==== Data supplied

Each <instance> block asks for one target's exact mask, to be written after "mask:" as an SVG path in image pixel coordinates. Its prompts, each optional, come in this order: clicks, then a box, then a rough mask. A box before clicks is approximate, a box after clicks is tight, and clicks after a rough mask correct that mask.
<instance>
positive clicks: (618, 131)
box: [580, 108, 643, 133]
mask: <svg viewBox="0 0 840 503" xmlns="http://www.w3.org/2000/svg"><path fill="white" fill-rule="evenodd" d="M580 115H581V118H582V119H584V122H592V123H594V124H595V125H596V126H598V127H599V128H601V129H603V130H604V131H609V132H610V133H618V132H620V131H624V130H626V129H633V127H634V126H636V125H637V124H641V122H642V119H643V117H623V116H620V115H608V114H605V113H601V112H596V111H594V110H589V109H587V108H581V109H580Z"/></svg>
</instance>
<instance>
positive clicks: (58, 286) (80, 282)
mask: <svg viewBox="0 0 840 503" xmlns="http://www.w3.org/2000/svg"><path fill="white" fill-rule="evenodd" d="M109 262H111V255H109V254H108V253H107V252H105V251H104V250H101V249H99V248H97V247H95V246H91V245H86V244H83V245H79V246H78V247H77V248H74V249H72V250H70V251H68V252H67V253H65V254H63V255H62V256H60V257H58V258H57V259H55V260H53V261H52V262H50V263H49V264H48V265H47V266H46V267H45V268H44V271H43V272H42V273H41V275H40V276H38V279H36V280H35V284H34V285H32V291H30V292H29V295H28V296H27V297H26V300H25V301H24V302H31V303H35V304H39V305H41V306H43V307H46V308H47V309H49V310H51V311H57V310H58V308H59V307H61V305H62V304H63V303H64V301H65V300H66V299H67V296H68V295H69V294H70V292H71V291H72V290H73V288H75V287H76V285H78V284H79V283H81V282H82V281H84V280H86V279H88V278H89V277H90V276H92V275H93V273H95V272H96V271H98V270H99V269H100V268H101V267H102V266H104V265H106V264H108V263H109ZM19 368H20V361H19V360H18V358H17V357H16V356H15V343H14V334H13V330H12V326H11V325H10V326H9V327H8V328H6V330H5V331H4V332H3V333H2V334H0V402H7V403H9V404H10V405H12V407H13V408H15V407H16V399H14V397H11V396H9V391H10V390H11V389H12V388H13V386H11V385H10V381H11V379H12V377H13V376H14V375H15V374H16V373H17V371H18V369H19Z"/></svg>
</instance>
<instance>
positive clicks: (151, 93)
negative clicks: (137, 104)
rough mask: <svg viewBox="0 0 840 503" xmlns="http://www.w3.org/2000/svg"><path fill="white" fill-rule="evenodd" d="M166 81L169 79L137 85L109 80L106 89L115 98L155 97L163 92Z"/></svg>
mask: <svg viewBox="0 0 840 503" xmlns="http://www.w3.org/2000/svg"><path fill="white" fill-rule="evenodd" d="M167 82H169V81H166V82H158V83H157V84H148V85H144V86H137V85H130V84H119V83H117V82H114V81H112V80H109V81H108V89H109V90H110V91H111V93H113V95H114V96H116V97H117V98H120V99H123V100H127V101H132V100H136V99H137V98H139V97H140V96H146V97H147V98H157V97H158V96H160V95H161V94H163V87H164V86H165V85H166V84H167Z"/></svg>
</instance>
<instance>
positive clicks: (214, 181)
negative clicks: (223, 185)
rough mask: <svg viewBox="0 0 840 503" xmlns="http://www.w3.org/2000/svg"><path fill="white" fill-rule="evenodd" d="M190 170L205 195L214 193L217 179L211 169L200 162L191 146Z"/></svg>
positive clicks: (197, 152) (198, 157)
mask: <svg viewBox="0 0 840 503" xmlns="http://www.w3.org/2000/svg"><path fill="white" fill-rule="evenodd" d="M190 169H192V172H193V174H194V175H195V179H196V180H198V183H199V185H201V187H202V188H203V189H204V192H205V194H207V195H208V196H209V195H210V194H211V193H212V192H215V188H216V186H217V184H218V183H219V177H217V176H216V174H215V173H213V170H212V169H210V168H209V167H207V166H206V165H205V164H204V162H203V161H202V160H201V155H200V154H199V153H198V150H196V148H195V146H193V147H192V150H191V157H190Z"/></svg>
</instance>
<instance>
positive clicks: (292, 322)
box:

========

Exercise description.
Copy out every line of the entries above, keeping each character the same.

Response to the task.
Each <instance> block asks for one target's exact mask, to be written after "mask:" as an SVG path in image pixel coordinates. Its prompts, each optional, come in this order: clicks, then a box, then a rough mask. A box before clicks is approximate, a box after clicks is tight, and clicks after a rough mask correct that mask.
<instance>
positive clicks: (618, 131)
box: [580, 108, 643, 133]
mask: <svg viewBox="0 0 840 503" xmlns="http://www.w3.org/2000/svg"><path fill="white" fill-rule="evenodd" d="M580 115H581V118H582V119H584V122H592V123H594V124H595V125H596V126H598V127H599V128H601V129H603V130H604V131H609V132H610V133H618V132H620V131H624V130H626V129H633V127H634V126H636V125H637V124H641V122H642V119H643V117H623V116H620V115H608V114H605V113H601V112H596V111H594V110H589V109H587V108H581V109H580Z"/></svg>
</instance>
<instance>
positive clicks: (58, 286) (80, 282)
mask: <svg viewBox="0 0 840 503" xmlns="http://www.w3.org/2000/svg"><path fill="white" fill-rule="evenodd" d="M109 262H111V255H109V254H108V253H107V252H105V251H104V250H101V249H99V248H97V247H95V246H91V245H86V244H83V245H79V246H78V247H77V248H74V249H72V250H70V251H68V252H67V253H65V254H63V255H62V256H60V257H58V258H57V259H55V260H53V261H52V262H50V263H49V264H48V265H47V266H46V267H45V268H44V271H43V272H42V273H41V275H40V276H38V279H36V280H35V284H34V285H32V291H30V292H29V295H28V296H27V297H26V300H25V301H24V302H31V303H35V304H39V305H41V306H43V307H46V308H47V309H49V310H51V311H57V310H58V308H59V307H61V305H62V304H63V303H64V301H65V300H66V299H67V296H68V295H69V294H70V292H71V291H72V290H73V288H75V287H76V285H78V284H79V283H81V282H82V281H84V280H86V279H88V278H89V277H90V276H92V275H93V273H95V272H96V271H98V270H99V269H100V268H101V267H102V266H104V265H106V264H108V263H109ZM19 368H20V361H19V360H18V358H17V357H16V356H15V343H14V334H13V330H12V326H11V325H10V326H9V327H8V328H6V330H5V331H4V332H3V333H2V334H0V402H7V403H9V404H10V405H12V407H13V408H15V407H16V399H14V397H11V396H9V391H10V390H11V389H12V388H13V386H11V385H10V381H11V379H12V377H13V376H14V375H15V374H16V373H17V371H18V369H19Z"/></svg>
</instance>
<instance>
positive clicks: (151, 93)
negative clicks: (137, 104)
rough mask: <svg viewBox="0 0 840 503" xmlns="http://www.w3.org/2000/svg"><path fill="white" fill-rule="evenodd" d="M166 81L169 79L137 85L109 80L106 89L115 98L155 97L163 92Z"/></svg>
mask: <svg viewBox="0 0 840 503" xmlns="http://www.w3.org/2000/svg"><path fill="white" fill-rule="evenodd" d="M167 82H169V81H166V82H158V83H157V84H148V85H144V86H137V85H130V84H119V83H117V82H114V81H112V80H109V81H108V89H109V90H110V91H111V93H113V95H114V96H116V97H117V98H120V99H123V100H127V101H132V100H136V99H137V98H139V97H140V96H146V97H147V98H157V97H158V96H160V95H161V94H163V87H164V86H165V85H166V84H167Z"/></svg>
</instance>
<instance>
positive clicks: (214, 181)
negative clicks: (223, 185)
rough mask: <svg viewBox="0 0 840 503" xmlns="http://www.w3.org/2000/svg"><path fill="white" fill-rule="evenodd" d="M190 170L205 195L214 193L217 179L211 169L200 162L191 146Z"/></svg>
positive clicks: (197, 152) (198, 157)
mask: <svg viewBox="0 0 840 503" xmlns="http://www.w3.org/2000/svg"><path fill="white" fill-rule="evenodd" d="M190 169H192V172H193V174H194V175H195V179H196V180H198V183H199V185H201V187H202V188H203V189H204V192H205V194H207V195H208V196H209V195H210V194H211V193H212V192H215V188H216V186H217V184H218V183H219V177H217V176H216V174H215V173H213V170H212V169H210V168H209V167H207V166H206V165H205V164H204V162H203V161H202V160H201V155H200V154H199V153H198V150H196V148H195V146H193V147H192V150H191V157H190Z"/></svg>
</instance>
<instance>
positive clicks: (292, 322)
box:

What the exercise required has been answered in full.